> WORK REQUIRED
Quote the lines below word for word, without adding, dropping, or changing anything.

> DATA FOR PROCESSING
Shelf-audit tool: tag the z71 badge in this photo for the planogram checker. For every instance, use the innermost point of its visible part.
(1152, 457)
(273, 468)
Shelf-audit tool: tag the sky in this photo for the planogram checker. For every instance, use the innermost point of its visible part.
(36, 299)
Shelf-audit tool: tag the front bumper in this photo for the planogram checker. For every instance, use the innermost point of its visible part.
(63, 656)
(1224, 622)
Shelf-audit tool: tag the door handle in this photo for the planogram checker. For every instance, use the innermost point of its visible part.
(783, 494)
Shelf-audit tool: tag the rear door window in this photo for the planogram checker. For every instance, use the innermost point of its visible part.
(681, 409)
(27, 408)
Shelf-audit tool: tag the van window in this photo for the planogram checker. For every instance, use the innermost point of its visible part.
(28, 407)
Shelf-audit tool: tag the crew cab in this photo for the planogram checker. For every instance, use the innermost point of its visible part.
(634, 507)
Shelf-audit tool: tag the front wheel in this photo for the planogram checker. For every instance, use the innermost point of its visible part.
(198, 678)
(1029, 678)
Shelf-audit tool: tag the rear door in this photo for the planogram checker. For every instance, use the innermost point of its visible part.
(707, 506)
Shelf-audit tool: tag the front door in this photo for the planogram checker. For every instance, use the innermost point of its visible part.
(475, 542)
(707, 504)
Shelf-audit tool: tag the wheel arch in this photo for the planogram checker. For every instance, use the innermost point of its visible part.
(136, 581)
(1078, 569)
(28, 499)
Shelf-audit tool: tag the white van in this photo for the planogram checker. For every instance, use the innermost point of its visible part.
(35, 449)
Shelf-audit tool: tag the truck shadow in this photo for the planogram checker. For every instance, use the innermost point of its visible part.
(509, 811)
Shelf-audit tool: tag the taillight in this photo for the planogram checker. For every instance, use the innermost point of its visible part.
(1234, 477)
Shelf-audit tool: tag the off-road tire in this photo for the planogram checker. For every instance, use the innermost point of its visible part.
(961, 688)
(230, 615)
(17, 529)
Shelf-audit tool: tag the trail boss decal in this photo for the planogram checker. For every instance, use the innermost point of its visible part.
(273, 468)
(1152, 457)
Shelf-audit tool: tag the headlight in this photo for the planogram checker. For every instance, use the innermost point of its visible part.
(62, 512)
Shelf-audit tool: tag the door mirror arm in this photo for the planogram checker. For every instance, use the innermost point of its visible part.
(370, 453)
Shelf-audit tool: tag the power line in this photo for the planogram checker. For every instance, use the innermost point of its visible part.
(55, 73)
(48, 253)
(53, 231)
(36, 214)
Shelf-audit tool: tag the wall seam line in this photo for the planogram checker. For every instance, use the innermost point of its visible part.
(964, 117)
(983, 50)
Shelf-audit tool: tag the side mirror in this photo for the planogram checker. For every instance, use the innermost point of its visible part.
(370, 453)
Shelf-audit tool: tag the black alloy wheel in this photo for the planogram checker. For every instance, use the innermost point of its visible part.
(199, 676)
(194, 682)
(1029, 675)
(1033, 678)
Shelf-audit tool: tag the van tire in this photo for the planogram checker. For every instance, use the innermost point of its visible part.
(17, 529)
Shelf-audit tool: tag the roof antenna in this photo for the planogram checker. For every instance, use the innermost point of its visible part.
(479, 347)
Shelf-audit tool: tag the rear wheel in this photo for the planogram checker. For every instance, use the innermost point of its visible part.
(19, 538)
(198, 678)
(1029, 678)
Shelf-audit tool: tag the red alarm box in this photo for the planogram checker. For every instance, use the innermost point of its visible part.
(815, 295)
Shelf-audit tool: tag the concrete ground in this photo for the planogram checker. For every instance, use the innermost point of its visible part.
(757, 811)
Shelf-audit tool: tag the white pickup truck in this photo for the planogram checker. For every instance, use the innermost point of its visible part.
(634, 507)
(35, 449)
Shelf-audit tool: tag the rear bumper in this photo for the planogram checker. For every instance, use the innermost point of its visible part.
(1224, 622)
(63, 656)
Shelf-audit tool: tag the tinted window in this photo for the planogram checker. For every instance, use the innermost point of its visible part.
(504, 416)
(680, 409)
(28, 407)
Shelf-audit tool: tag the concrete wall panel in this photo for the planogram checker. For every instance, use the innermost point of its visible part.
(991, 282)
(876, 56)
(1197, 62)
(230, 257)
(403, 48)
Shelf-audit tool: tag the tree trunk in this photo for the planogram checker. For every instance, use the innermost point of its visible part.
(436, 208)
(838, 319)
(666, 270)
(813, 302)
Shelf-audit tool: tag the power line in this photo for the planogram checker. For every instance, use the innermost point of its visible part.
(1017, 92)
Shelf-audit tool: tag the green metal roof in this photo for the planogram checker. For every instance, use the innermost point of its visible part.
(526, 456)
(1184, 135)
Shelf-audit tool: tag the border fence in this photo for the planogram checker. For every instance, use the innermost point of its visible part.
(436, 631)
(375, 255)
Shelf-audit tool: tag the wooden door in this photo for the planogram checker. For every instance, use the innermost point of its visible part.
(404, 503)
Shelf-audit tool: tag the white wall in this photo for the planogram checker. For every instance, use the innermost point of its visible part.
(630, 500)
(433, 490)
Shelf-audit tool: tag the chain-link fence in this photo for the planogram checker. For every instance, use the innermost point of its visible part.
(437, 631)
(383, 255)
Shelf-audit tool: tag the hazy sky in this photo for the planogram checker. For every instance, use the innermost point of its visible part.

> THE RESPONSE
Shelf-audit tool: tag the z71 badge in this photo for the planogram checker. For every instance, use the innermost point of its visible part.
(1152, 457)
(273, 468)
Shelf-audit tool: tag the sky in this photo for the planogram checker. For every instance, use the innermost point of its visible part.
(36, 299)
Shelf-audit tool: tag the front bumper in this photo for the planogram checker. For every instance, use the innermost point of its visible part.
(63, 656)
(1224, 622)
Shelf-audit tool: tag the door handle in this photo for the planogram checker. For every instance, use the innermost point of its visible part.
(783, 494)
Shelf-audit tool: tag the rear door window in this photo for the planogram checker. For every instance, use the innermost point of its visible part.
(681, 409)
(27, 408)
Shelf-audit tool: tag the van window in this photo for the planogram checker. For every instance, use the innermost point of its visible part.
(28, 407)
Shelf-audit tool: tag the crew cab in this photo for the planogram checker. For every instance, use the innermost point of its visible part.
(634, 507)
Shelf-audit tool: tag the front wheel in this photo for the planogram checker. For every instance, use the innermost point of its visible part.
(198, 678)
(1029, 678)
Shelf-audit tool: tag the rear door in this photo for the planogram checker. For every instance, use the innermost point of its visible part.
(707, 506)
Shelf-audit tool: tag the front door in this photo for the planogram checker. For every instance, use the innermost point of its visible part.
(475, 542)
(707, 504)
Shelf-audit tool: tag the wheel arch in this photo for the planogram checker. For every instance, use the innermost point of its visible part.
(136, 581)
(1078, 569)
(28, 499)
Shelf-audit tool: tag the white van in this photo for the planogram checker. For every instance, use the innermost point of its visible part.
(35, 449)
Shelf-audit tool: tag the truck shadow in this photo for the planogram checker. For every instance, use the innermost point of its visible part.
(509, 811)
Shelf-audit tool: tag the taillight in this photo for the planogram checker. For every instance, use the innermost point of its visible part.
(1234, 477)
Shelf-audit tool: tag the off-road tire in this photo for the planogram checker. For every instance, use the innermost point of its visible part.
(961, 688)
(230, 615)
(17, 529)
Shelf-audit tool: tag the trail boss decal in this photo for the planogram checker. For every instance, use the innermost point of its visible part.
(273, 468)
(1152, 457)
Shelf-audit tool: tag the headlight in this photo for the planogram checker. For every instance, use the innermost point of its visible part.
(62, 512)
Shelf-audit tool: tag the door mirror arm in this photo for the planogram checker. For every instance, use the innermost point of its visible part.
(370, 453)
Shelf-audit tool: tag the power line in this photo for the planogram checker. For every instance, use the innermost point of its visible part.
(55, 73)
(48, 253)
(53, 231)
(36, 214)
Shelf-audit tool: tag the wall seam line in this photo for the planogram checker. For every instance, use the innermost point of its visible part.
(964, 117)
(983, 50)
Shelf-audit tool: tag the side mirror in this photo for the planogram checker. For every instance, use the innermost point of its visible part.
(370, 453)
Shelf-audit tool: tag the black alloy wheel in this photo for the planogram checker. For every instance, use the innermost point of its visible part.
(199, 676)
(194, 682)
(1029, 675)
(1033, 678)
Shelf-audit tool: tag the van tire in this photo for the planogram checker. For every instance, use the innermost point of its visible part.
(17, 529)
Shelf-audit tool: tag the roof antenna in this photo for the planogram checker. For every instance, use the innermost point of its visible part.
(479, 347)
Shelf-audit tool: tag the rear wheel in this photo for the planogram checker. For every instance, use the innermost point of its visible part.
(19, 538)
(198, 678)
(1029, 678)
Shelf-audit tool: tag the red alarm box in this photo for the planogram checker. For every instance, use the innermost point of its visible part.
(815, 295)
Shelf-audit tool: tag the concrete ground in this photo for the planogram checker. For every instance, use the innermost point of its visible part.
(757, 811)
Shelf-audit tool: tag the white pickup truck in this photo for the planogram checker. For every instance, use the innermost point of its visible part.
(634, 507)
(35, 449)
Shelf-audit tool: tag the rear bumper in this photo for the planogram checker. For every instance, use the innermost point of its visible part.
(1224, 622)
(63, 656)
Shelf-audit tool: tag the tinted window in this photo for the planogram checker. For every instance, use the innermost point of its visible part.
(504, 416)
(680, 409)
(28, 407)
Shelf-audit tool: tag the concrete wall panel in this photo for the planogram checker. For every instance, use the innermost point of its visible part.
(991, 282)
(876, 56)
(1197, 62)
(230, 257)
(403, 48)
Shelf-audit tool: tag the tree trunk in this photo for the planogram checker. For every instance, use the innermost point of its visible part.
(436, 208)
(838, 319)
(666, 270)
(813, 302)
Shelf-audit tool: tag the power line in this photo for the planogram checker. For every instance, use the innermost point of its visible part.
(1017, 92)
Shelf-audit tool: tag the green metal roof in this photo for the planogram checker. For every instance, use the innermost point of its visible part.
(526, 456)
(1184, 135)
Shelf-audit tool: tag the border fence in this photo for the planogram checker. For every instance, use the innermost point of its visible part.
(436, 631)
(375, 255)
Shelf-audit tool: tag the wooden door in this photo for the planogram checker. For every instance, use the innermost point of its visible part.
(404, 503)
Shelf-audit tool: tag the white wall in this photo for the planogram checker. For every instance, use the innermost point of its visible part.
(630, 500)
(433, 490)
Shelf-audit tool: tag the chain-link fence in this photo for the planogram checker. For every instance, use the innermost point of its visible part.
(437, 631)
(383, 255)
Shelf-audit tool: tag the hazy sky in this photo for the planogram checker. For every instance, use the innermost point of its visible part.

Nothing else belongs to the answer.